# Set task
Print, unchanged, only the part of the lines below that opens with the line containing "mask of: man's face" and closes with the final line.

# Exercise data
=-=-=
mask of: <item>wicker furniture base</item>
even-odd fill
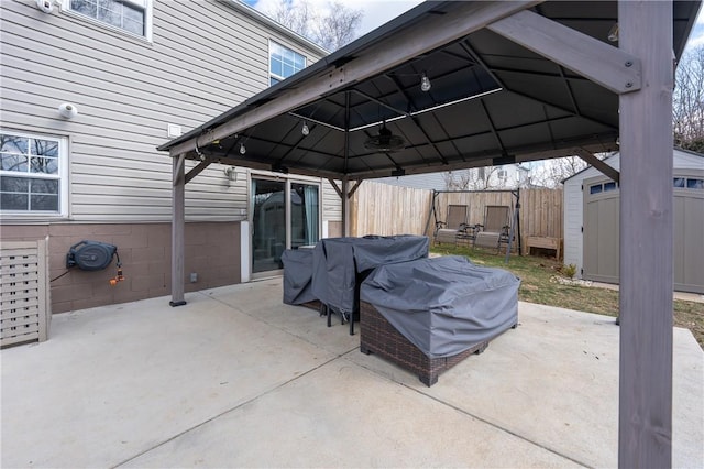
[[[430,358],[404,337],[370,303],[360,303],[360,351],[375,353],[402,368],[417,373],[427,386],[438,382],[438,375],[473,353],[483,352],[488,340],[452,357]]]
[[[312,302],[308,302],[308,303],[301,303],[301,304],[299,304],[298,306],[305,306],[305,307],[307,307],[307,308],[315,309],[315,310],[317,310],[317,312],[319,312],[319,310],[320,310],[320,308],[322,307],[322,305],[320,304],[320,302],[319,302],[319,301],[317,301],[317,299],[314,299]]]

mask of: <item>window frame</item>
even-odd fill
[[[0,175],[8,177],[23,177],[28,179],[50,179],[58,181],[58,209],[50,210],[7,210],[0,209],[3,219],[28,219],[28,218],[66,218],[68,217],[68,137],[41,132],[30,132],[22,130],[11,130],[0,128],[0,134],[20,137],[24,139],[52,140],[58,144],[58,171],[56,175],[41,173],[19,173],[14,171],[0,170]]]
[[[144,10],[144,34],[136,34],[125,29],[112,25],[106,21],[99,20],[97,18],[89,17],[79,11],[72,9],[70,0],[59,0],[62,6],[62,11],[70,14],[72,17],[79,18],[84,21],[87,21],[91,24],[99,25],[101,28],[106,28],[110,31],[114,31],[117,33],[127,34],[130,37],[140,39],[143,41],[152,42],[152,30],[153,30],[153,18],[154,18],[154,0],[119,0],[123,3],[129,3],[134,7],[139,7]],[[96,0],[97,1],[97,0]]]
[[[276,84],[278,84],[278,83],[282,83],[283,80],[285,80],[286,78],[288,78],[289,76],[292,76],[292,75],[288,75],[288,76],[278,75],[278,74],[275,74],[275,73],[272,70],[272,52],[273,52],[273,46],[274,46],[274,45],[276,45],[276,46],[278,46],[278,47],[283,48],[284,51],[290,51],[290,52],[293,52],[294,54],[299,55],[300,57],[302,57],[302,59],[304,59],[304,66],[302,66],[302,68],[300,68],[300,69],[294,69],[294,73],[293,73],[292,75],[295,75],[296,73],[298,73],[298,72],[302,70],[304,68],[306,68],[306,67],[308,66],[308,56],[306,56],[306,55],[301,54],[300,52],[298,52],[298,51],[296,51],[296,50],[294,50],[294,48],[292,48],[292,47],[288,47],[288,46],[286,46],[286,45],[282,44],[280,42],[277,42],[277,41],[274,41],[273,39],[270,39],[270,40],[268,40],[268,56],[267,56],[267,59],[268,59],[268,77],[267,77],[267,79],[268,79],[268,86],[270,86],[270,87],[271,87],[271,86],[274,86],[274,85],[276,85]],[[295,68],[295,65],[294,65],[294,68]],[[272,79],[275,79],[275,80],[276,80],[276,84],[272,84]]]

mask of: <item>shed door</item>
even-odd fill
[[[618,283],[618,185],[584,181],[584,265],[582,277]]]
[[[704,172],[674,175],[674,288],[704,293]]]
[[[704,172],[675,170],[674,173],[674,290],[704,293]],[[594,178],[584,182],[583,190],[582,276],[618,283],[618,185],[610,179]]]

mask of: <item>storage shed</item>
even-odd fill
[[[704,155],[674,149],[674,288],[704,293]],[[605,160],[619,170],[619,154]],[[590,166],[564,181],[564,263],[618,283],[619,186]]]

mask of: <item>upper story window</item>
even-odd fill
[[[152,0],[68,0],[67,3],[70,11],[151,39]]]
[[[704,179],[701,177],[675,177],[672,179],[672,185],[675,188],[688,189],[704,189]]]
[[[306,57],[273,41],[268,43],[270,86],[306,68]]]
[[[0,131],[0,211],[66,212],[66,139]]]

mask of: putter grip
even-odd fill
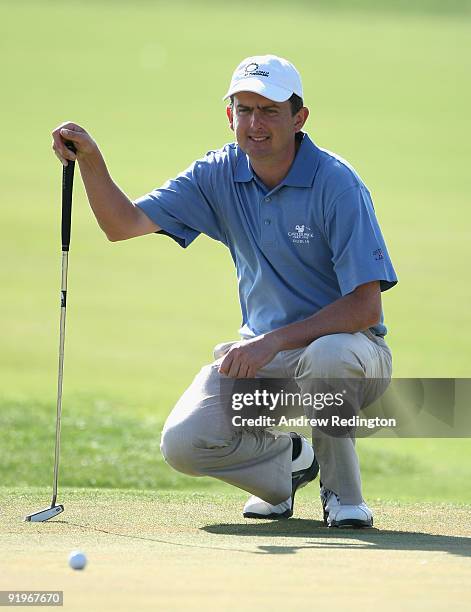
[[[67,148],[76,152],[71,142],[65,143]],[[68,160],[62,170],[62,250],[68,251],[70,246],[70,225],[72,219],[72,187],[74,185],[75,162]]]

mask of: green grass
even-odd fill
[[[470,376],[468,8],[0,2],[0,51],[9,58],[0,165],[3,483],[51,475],[61,178],[51,130],[67,119],[83,124],[137,197],[231,140],[220,98],[246,54],[274,52],[299,67],[309,133],[346,157],[373,193],[400,278],[383,299],[395,375]],[[158,449],[166,415],[212,347],[237,337],[236,277],[224,248],[200,238],[184,252],[153,236],[110,244],[77,176],[67,316],[62,482],[227,491],[175,474]],[[467,440],[359,447],[369,497],[470,501]]]
[[[67,489],[54,521],[21,522],[45,498],[0,488],[2,588],[63,590],[67,610],[298,609],[313,593],[330,610],[465,610],[471,596],[469,505],[381,503],[375,529],[330,530],[307,490],[297,518],[251,521],[237,491]]]
[[[50,482],[55,406],[17,401],[1,408],[2,484]],[[105,400],[70,402],[62,422],[61,486],[231,491],[167,466],[159,449],[162,424],[154,415],[132,414],[128,406]],[[367,500],[471,503],[471,440],[360,439],[358,448]],[[309,490],[317,503],[317,483]]]

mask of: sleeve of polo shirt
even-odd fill
[[[397,283],[366,187],[350,187],[334,200],[326,215],[326,233],[342,295],[375,280],[381,291]]]
[[[204,159],[162,187],[135,200],[162,232],[186,248],[200,234],[225,242],[220,218],[212,197],[211,168]]]

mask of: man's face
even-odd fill
[[[293,154],[294,136],[307,119],[307,109],[293,116],[289,100],[273,102],[243,91],[235,94],[227,116],[238,145],[251,159],[276,162]]]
=-=-=
# Exercise result
mask of: man's face
even-odd fill
[[[293,154],[294,136],[307,119],[307,109],[293,116],[289,100],[273,102],[243,91],[235,94],[227,116],[238,145],[251,159],[276,162]]]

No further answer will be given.